◆ Task brief:
Starting at the line that contains "of the porch" and ending at the last line of the records, render those lines as a numbered list, leaving out any blank lines.

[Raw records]
· · · · · · ·

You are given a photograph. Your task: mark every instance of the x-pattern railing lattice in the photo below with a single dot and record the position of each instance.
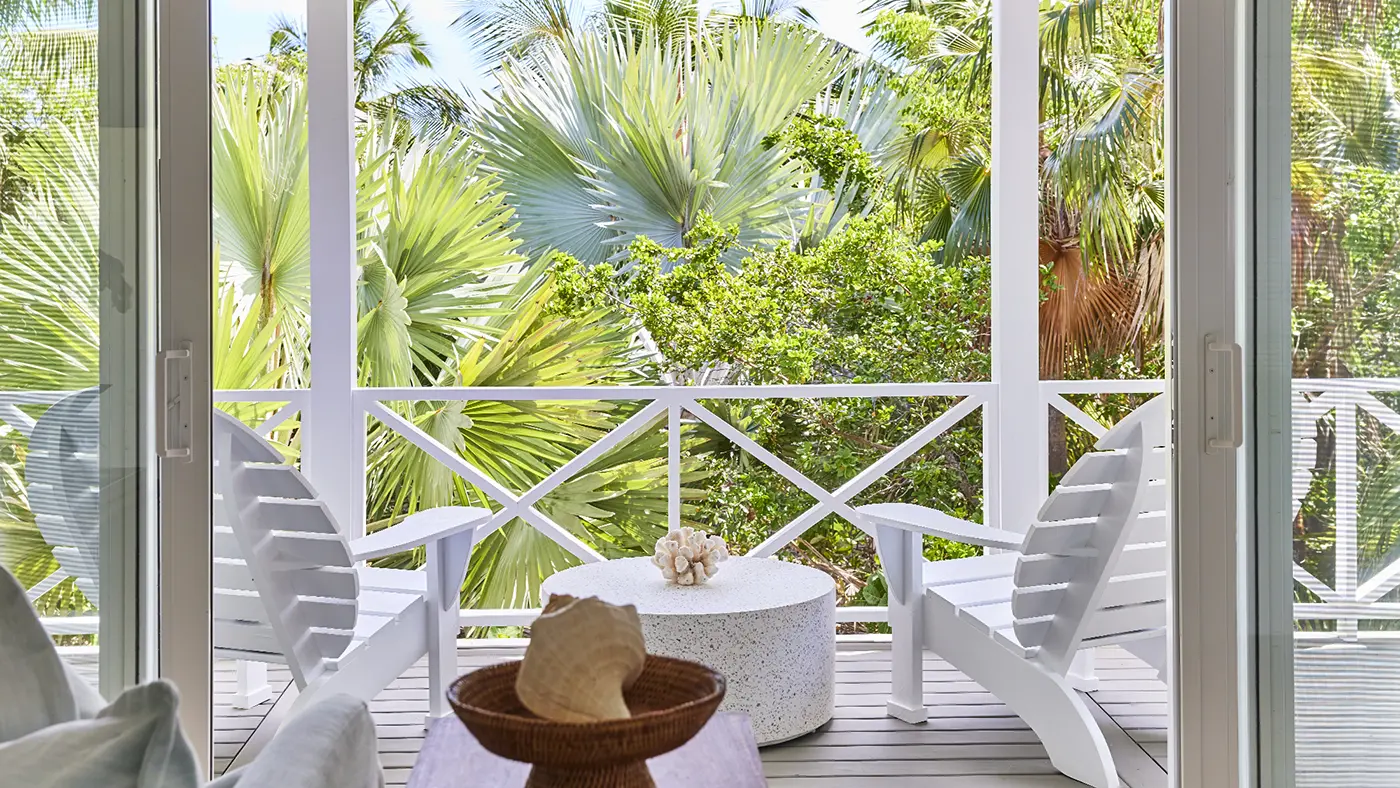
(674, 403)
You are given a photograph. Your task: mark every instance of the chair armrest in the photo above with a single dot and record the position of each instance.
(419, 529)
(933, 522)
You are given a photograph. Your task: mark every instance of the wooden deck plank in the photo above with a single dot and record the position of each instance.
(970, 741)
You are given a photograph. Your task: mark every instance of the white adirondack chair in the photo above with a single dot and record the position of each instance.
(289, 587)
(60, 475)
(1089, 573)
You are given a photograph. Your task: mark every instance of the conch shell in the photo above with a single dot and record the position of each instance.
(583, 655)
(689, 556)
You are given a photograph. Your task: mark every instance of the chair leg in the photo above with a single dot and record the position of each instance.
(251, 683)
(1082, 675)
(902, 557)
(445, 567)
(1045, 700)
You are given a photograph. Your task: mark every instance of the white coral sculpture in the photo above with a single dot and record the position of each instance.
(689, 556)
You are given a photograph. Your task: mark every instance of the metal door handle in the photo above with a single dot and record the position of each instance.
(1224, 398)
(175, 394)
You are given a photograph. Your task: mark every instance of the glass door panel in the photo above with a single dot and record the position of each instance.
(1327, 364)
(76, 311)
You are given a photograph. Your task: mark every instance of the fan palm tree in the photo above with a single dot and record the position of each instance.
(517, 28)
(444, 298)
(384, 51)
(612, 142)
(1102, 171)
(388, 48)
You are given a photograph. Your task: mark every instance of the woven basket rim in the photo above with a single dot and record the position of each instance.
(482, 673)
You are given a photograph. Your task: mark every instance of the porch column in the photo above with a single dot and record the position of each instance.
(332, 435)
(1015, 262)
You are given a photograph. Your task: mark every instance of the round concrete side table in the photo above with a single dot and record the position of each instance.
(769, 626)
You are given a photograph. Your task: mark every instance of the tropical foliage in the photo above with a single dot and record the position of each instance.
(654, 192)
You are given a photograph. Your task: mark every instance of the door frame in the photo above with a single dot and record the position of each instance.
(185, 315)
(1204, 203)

· · · · · · ·

◆ Exercise response:
1. You are given a photograph. Your task: mark every instance of the porch column in the photo above with a single dot and record the position of each instance.
2. (332, 435)
3. (1015, 262)
4. You are given a photograph. Your task: mark every instance of the round concrete side table in the photo above with a single dot and record the position of each instance.
5. (769, 626)
6. You are given a photograph. Your task: mark every instance of the tropical foliage in the photo above with a single dot and record the position of each instance.
7. (654, 192)
8. You are given a photograph. Your task: mark every instance of the door frame in the photo above with a single dot and record the position of each instance.
9. (185, 315)
10. (1204, 203)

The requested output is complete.